Dataset entries ::

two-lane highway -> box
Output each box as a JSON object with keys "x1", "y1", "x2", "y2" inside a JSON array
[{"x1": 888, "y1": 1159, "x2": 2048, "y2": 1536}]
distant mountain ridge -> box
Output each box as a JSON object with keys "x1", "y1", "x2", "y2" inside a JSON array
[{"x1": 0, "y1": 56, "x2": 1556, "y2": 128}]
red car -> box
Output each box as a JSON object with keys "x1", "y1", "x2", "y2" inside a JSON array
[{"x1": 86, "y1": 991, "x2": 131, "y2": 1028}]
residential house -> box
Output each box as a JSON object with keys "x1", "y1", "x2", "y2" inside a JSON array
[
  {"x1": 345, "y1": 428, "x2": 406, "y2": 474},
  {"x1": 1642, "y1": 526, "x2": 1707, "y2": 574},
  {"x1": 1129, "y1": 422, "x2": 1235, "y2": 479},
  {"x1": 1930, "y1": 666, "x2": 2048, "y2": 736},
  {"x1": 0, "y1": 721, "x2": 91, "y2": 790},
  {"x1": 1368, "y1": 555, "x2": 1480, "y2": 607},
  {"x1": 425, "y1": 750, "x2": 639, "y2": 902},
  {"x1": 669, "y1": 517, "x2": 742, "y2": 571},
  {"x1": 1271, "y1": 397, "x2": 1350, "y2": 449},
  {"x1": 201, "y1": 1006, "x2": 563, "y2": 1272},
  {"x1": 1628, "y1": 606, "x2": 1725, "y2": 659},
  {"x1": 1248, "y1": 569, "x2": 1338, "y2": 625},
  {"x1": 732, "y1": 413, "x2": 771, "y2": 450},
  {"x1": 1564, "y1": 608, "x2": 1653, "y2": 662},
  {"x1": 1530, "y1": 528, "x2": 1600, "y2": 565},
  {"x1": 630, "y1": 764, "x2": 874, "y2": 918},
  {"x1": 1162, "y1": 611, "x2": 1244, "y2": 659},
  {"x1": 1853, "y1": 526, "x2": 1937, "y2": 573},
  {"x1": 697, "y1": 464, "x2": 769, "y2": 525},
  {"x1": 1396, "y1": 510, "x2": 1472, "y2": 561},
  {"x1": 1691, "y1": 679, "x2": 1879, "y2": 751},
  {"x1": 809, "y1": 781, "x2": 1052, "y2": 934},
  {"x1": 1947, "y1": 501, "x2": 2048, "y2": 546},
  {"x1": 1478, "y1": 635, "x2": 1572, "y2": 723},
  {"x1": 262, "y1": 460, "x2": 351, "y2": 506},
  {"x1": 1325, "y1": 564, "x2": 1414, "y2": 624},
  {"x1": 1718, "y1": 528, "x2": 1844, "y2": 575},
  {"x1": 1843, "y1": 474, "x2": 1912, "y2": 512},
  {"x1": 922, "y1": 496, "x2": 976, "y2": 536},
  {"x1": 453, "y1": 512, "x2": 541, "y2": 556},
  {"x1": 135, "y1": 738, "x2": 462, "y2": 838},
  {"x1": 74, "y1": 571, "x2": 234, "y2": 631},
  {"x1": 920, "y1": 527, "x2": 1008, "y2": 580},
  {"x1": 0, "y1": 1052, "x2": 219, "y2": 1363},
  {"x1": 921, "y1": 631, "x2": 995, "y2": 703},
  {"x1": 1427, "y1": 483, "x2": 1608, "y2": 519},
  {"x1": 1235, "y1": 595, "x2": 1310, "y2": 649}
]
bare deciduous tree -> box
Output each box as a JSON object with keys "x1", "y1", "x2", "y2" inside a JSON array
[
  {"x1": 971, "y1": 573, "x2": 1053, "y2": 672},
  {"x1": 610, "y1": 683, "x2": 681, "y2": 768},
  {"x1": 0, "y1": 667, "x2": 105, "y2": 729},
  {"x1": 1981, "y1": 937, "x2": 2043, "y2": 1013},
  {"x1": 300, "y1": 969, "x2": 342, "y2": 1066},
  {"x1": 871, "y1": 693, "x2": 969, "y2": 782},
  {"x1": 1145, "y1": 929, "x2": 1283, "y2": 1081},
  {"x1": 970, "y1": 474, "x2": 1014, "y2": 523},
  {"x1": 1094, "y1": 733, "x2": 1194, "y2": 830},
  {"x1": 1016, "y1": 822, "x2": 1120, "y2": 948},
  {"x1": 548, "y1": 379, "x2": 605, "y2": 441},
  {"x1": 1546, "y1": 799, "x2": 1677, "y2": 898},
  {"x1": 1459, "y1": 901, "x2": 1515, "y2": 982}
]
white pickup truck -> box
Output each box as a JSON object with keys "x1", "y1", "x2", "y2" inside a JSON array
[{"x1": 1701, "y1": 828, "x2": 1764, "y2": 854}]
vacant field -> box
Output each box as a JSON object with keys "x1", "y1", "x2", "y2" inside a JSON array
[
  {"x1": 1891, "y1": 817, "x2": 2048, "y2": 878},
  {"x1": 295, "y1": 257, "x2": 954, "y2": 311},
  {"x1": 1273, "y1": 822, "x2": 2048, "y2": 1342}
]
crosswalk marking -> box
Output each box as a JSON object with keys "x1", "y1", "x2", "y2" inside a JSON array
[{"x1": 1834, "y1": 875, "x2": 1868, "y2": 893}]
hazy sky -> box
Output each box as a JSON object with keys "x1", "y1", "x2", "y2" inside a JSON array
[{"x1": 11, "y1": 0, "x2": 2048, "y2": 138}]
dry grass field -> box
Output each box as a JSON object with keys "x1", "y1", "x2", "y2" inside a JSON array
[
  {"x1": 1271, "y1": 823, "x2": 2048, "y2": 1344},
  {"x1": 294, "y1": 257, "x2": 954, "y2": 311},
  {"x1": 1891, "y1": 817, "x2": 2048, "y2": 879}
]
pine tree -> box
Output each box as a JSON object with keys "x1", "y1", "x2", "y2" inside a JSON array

AIM OF THE TASK ::
The records above must be written out again exactly.

THE ANSWER ::
two-lane highway -> box
Output each box as a JSON object with keys "x1", "y1", "x2", "y2" inside a JSON array
[{"x1": 888, "y1": 1159, "x2": 2048, "y2": 1536}]
distant mountain ridge -> box
Output each box as a JSON object with keys "x1", "y1", "x2", "y2" inside a JSON array
[{"x1": 0, "y1": 56, "x2": 1556, "y2": 128}]
red car -> box
Output each box as a JSON object with keys "x1", "y1", "x2", "y2" inside a JSON array
[{"x1": 86, "y1": 991, "x2": 131, "y2": 1028}]
residential house -> box
Output each box as a JSON object with keys "x1", "y1", "x2", "y2" inside a JSON array
[
  {"x1": 345, "y1": 428, "x2": 406, "y2": 474},
  {"x1": 1642, "y1": 526, "x2": 1707, "y2": 574},
  {"x1": 1129, "y1": 422, "x2": 1235, "y2": 479},
  {"x1": 1930, "y1": 666, "x2": 2048, "y2": 736},
  {"x1": 0, "y1": 721, "x2": 91, "y2": 790},
  {"x1": 1368, "y1": 555, "x2": 1480, "y2": 607},
  {"x1": 425, "y1": 750, "x2": 639, "y2": 902},
  {"x1": 669, "y1": 517, "x2": 742, "y2": 571},
  {"x1": 1271, "y1": 397, "x2": 1350, "y2": 449},
  {"x1": 201, "y1": 1006, "x2": 563, "y2": 1272},
  {"x1": 1628, "y1": 606, "x2": 1725, "y2": 659},
  {"x1": 1248, "y1": 569, "x2": 1338, "y2": 625},
  {"x1": 732, "y1": 413, "x2": 771, "y2": 450},
  {"x1": 1564, "y1": 608, "x2": 1653, "y2": 662},
  {"x1": 1530, "y1": 528, "x2": 1600, "y2": 565},
  {"x1": 630, "y1": 764, "x2": 874, "y2": 918},
  {"x1": 1162, "y1": 611, "x2": 1244, "y2": 659},
  {"x1": 1853, "y1": 526, "x2": 1937, "y2": 573},
  {"x1": 697, "y1": 464, "x2": 769, "y2": 525},
  {"x1": 1396, "y1": 510, "x2": 1472, "y2": 561},
  {"x1": 1691, "y1": 679, "x2": 1879, "y2": 751},
  {"x1": 809, "y1": 781, "x2": 1052, "y2": 934},
  {"x1": 1947, "y1": 501, "x2": 2048, "y2": 546},
  {"x1": 1478, "y1": 635, "x2": 1572, "y2": 723},
  {"x1": 262, "y1": 460, "x2": 351, "y2": 506},
  {"x1": 1325, "y1": 564, "x2": 1414, "y2": 624},
  {"x1": 1718, "y1": 528, "x2": 1844, "y2": 575},
  {"x1": 1843, "y1": 474, "x2": 1912, "y2": 512},
  {"x1": 922, "y1": 496, "x2": 976, "y2": 536},
  {"x1": 453, "y1": 512, "x2": 541, "y2": 556},
  {"x1": 135, "y1": 738, "x2": 462, "y2": 838},
  {"x1": 74, "y1": 571, "x2": 234, "y2": 631},
  {"x1": 920, "y1": 527, "x2": 1008, "y2": 580},
  {"x1": 0, "y1": 1052, "x2": 219, "y2": 1363},
  {"x1": 921, "y1": 631, "x2": 995, "y2": 703},
  {"x1": 1427, "y1": 483, "x2": 1608, "y2": 519},
  {"x1": 1235, "y1": 595, "x2": 1310, "y2": 649}
]
bare deciduous tree -> box
Output each box as a JSON object with keys "x1", "y1", "x2", "y2" inside a JSON array
[
  {"x1": 971, "y1": 573, "x2": 1053, "y2": 672},
  {"x1": 610, "y1": 683, "x2": 681, "y2": 768},
  {"x1": 0, "y1": 667, "x2": 105, "y2": 729},
  {"x1": 1981, "y1": 937, "x2": 2043, "y2": 1013},
  {"x1": 300, "y1": 969, "x2": 342, "y2": 1066},
  {"x1": 871, "y1": 693, "x2": 969, "y2": 782},
  {"x1": 1145, "y1": 929, "x2": 1283, "y2": 1081},
  {"x1": 970, "y1": 474, "x2": 1014, "y2": 523},
  {"x1": 1094, "y1": 733, "x2": 1194, "y2": 830},
  {"x1": 1016, "y1": 822, "x2": 1120, "y2": 948},
  {"x1": 548, "y1": 379, "x2": 605, "y2": 441},
  {"x1": 1546, "y1": 799, "x2": 1677, "y2": 898},
  {"x1": 1459, "y1": 901, "x2": 1515, "y2": 982}
]
white pickup truck -> box
Output each box as a JSON object with keys "x1", "y1", "x2", "y2" inside a JSON array
[{"x1": 1701, "y1": 828, "x2": 1764, "y2": 854}]
vacant field -> box
Output each box as a JSON object with keys "x1", "y1", "x2", "y2" inside a JSON array
[
  {"x1": 1891, "y1": 817, "x2": 2048, "y2": 878},
  {"x1": 295, "y1": 257, "x2": 954, "y2": 311},
  {"x1": 1273, "y1": 822, "x2": 2048, "y2": 1342}
]
crosswalk marking -> box
Output each box as a JSON object with keys "x1", "y1", "x2", "y2" inside a JSON array
[{"x1": 1834, "y1": 875, "x2": 1868, "y2": 893}]
hazy sky -> box
Output each box as a JSON object with keys "x1", "y1", "x2", "y2" inside a JSON array
[{"x1": 11, "y1": 0, "x2": 2048, "y2": 138}]
dry grass field -> box
Output each box as a JSON object with keys "x1", "y1", "x2", "y2" inside a JSON array
[
  {"x1": 1271, "y1": 823, "x2": 2048, "y2": 1344},
  {"x1": 294, "y1": 257, "x2": 954, "y2": 311},
  {"x1": 1891, "y1": 817, "x2": 2048, "y2": 879}
]
pine tree -> box
Output each box as a JSON object with keys "x1", "y1", "x2", "y2" inside a JSON array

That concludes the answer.